(Referring expression pointing data)

================================

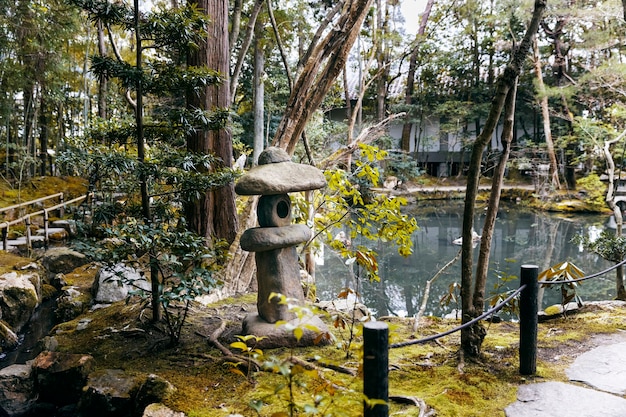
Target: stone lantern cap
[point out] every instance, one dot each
(276, 174)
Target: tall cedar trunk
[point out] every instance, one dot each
(258, 93)
(545, 114)
(471, 343)
(102, 82)
(324, 61)
(381, 57)
(29, 116)
(405, 141)
(214, 214)
(43, 135)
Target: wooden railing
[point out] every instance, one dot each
(45, 212)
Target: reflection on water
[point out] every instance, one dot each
(520, 237)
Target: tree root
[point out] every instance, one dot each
(424, 409)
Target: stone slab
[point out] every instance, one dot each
(277, 336)
(557, 399)
(602, 368)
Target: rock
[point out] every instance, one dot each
(280, 178)
(17, 390)
(274, 210)
(276, 174)
(62, 260)
(283, 336)
(108, 393)
(260, 239)
(114, 284)
(153, 390)
(599, 368)
(345, 306)
(71, 304)
(159, 410)
(8, 338)
(60, 377)
(18, 298)
(278, 272)
(549, 399)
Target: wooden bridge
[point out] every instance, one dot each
(37, 219)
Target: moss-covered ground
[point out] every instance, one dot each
(122, 336)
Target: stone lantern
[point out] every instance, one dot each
(274, 243)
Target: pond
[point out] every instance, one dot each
(521, 237)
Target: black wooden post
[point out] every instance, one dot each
(5, 237)
(528, 309)
(376, 367)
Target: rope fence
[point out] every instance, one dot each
(376, 347)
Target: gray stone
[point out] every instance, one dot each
(280, 178)
(283, 335)
(108, 393)
(71, 304)
(62, 260)
(153, 390)
(261, 239)
(18, 298)
(60, 377)
(555, 399)
(600, 368)
(278, 272)
(274, 210)
(8, 338)
(114, 284)
(17, 390)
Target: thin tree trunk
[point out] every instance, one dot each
(258, 94)
(410, 78)
(620, 291)
(482, 265)
(545, 114)
(325, 62)
(279, 43)
(469, 343)
(102, 82)
(43, 135)
(234, 77)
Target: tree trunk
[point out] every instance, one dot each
(44, 134)
(470, 343)
(234, 78)
(326, 59)
(258, 94)
(214, 214)
(102, 82)
(482, 265)
(324, 63)
(405, 141)
(545, 114)
(620, 291)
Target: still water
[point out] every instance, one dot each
(521, 237)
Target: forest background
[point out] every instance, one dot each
(156, 103)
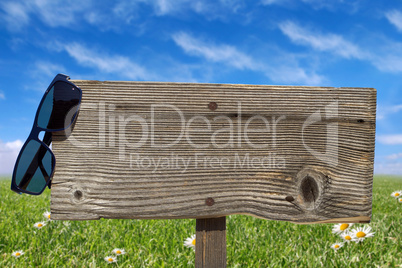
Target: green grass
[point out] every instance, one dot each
(251, 242)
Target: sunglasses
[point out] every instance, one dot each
(57, 111)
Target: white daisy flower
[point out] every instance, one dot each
(39, 225)
(341, 227)
(397, 194)
(47, 215)
(361, 233)
(336, 246)
(119, 251)
(18, 253)
(110, 259)
(347, 236)
(190, 242)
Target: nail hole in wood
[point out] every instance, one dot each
(209, 201)
(309, 189)
(212, 106)
(289, 198)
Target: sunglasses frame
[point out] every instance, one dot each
(34, 135)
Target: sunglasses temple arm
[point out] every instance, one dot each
(47, 139)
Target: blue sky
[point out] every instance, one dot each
(275, 42)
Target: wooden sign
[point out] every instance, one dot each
(145, 150)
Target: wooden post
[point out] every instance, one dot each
(210, 246)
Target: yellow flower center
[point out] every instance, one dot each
(360, 234)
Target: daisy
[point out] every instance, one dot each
(119, 251)
(341, 227)
(111, 259)
(190, 242)
(347, 236)
(396, 194)
(17, 253)
(39, 225)
(47, 215)
(359, 234)
(337, 246)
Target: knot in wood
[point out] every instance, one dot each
(212, 106)
(209, 201)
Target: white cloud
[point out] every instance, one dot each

================================

**Assignment:**
Copy each line of the records above without change, but do not include any picture.

**Written answer:**
Target: stone lantern cap
[point out] every instance, one dot each
(276, 174)
Target: tall cedar trunk
[point out] every instance, one dot each
(258, 93)
(545, 114)
(471, 343)
(102, 82)
(324, 61)
(381, 57)
(29, 116)
(405, 141)
(214, 214)
(43, 135)
Target: wooden railing
[point out] every instance, one dot each
(45, 212)
Target: reflection on water
[point out] every instance, one dot each
(520, 237)
Target: tree root
[point out] every instance, one dot each
(424, 409)
Target: stone slab
[point out] every instance, one dot each
(277, 336)
(557, 399)
(602, 368)
Target: rock
[point out] every instance, one dot each
(280, 178)
(17, 390)
(274, 210)
(276, 174)
(62, 260)
(283, 336)
(108, 393)
(260, 239)
(114, 284)
(153, 390)
(599, 368)
(345, 306)
(71, 304)
(159, 410)
(8, 338)
(60, 377)
(18, 298)
(278, 272)
(549, 399)
Target: wooden bridge
[point out] every instance, one dot each
(37, 219)
Target: moss-covered ground
[point out] every instance, one dot each
(122, 336)
Target: stone lantern
[point out] every instance, one dot each
(274, 243)
Target: pond
[point out] every instance, one dot each
(521, 237)
Target: black wooden post
[point out] every instance, one dot each
(5, 237)
(528, 309)
(376, 367)
Target: rope fence
[point out] every instance, one dot each
(376, 347)
Target: gray stone
[point out] every instance, one dot each
(280, 178)
(283, 335)
(108, 393)
(71, 304)
(62, 260)
(153, 390)
(261, 239)
(18, 298)
(60, 377)
(555, 399)
(600, 368)
(278, 272)
(274, 210)
(8, 338)
(114, 284)
(17, 390)
Target: thin tree trunk
[point out] every instance, one dot each
(258, 94)
(410, 78)
(620, 291)
(482, 265)
(545, 114)
(325, 62)
(279, 43)
(469, 343)
(102, 82)
(43, 135)
(234, 77)
Target: tree trunk
[point out] every instance, one dot each
(44, 134)
(470, 343)
(234, 78)
(326, 59)
(258, 94)
(214, 214)
(102, 82)
(482, 265)
(324, 63)
(405, 141)
(545, 114)
(620, 291)
Target: still water
[point out] every instance, one dot each
(521, 237)
Target: forest background
[point out] every instance, one dot each
(156, 103)
Target: green grass
[point out] every instance, one dot each
(251, 242)
Target: sunglasses
[point out] every instance, one dot each
(57, 111)
Target: white daisy flower
[point out] every instance, one dot each
(39, 225)
(341, 227)
(397, 194)
(47, 215)
(361, 233)
(336, 246)
(119, 251)
(18, 253)
(110, 259)
(347, 236)
(190, 242)
Target: nail hole in wood
[point out] every instance, one dot each
(209, 201)
(309, 189)
(212, 106)
(289, 198)
Target: sunglasses frame
[point out] every instance, one dot each
(34, 135)
Target: sunglasses temple arm
[point out] every instance, one dot each
(47, 139)
Target: blue sky
[point out] every instance, one dot each
(275, 42)
Target: wooden sign
[point out] every instance, one dot each
(145, 150)
Target: wooden post
[point out] every instance, one dot each
(210, 246)
Target: yellow flower center
[point out] every instance, one dot each
(360, 234)
Target: daisy
[point out] every instance, one dot each
(119, 251)
(341, 227)
(111, 259)
(190, 242)
(347, 236)
(396, 194)
(17, 253)
(39, 225)
(47, 215)
(359, 234)
(337, 246)
Target: knot in wood
[point out] every instance, one dot each
(212, 106)
(209, 201)
Target: white cloud
[point out] every instance, one dot each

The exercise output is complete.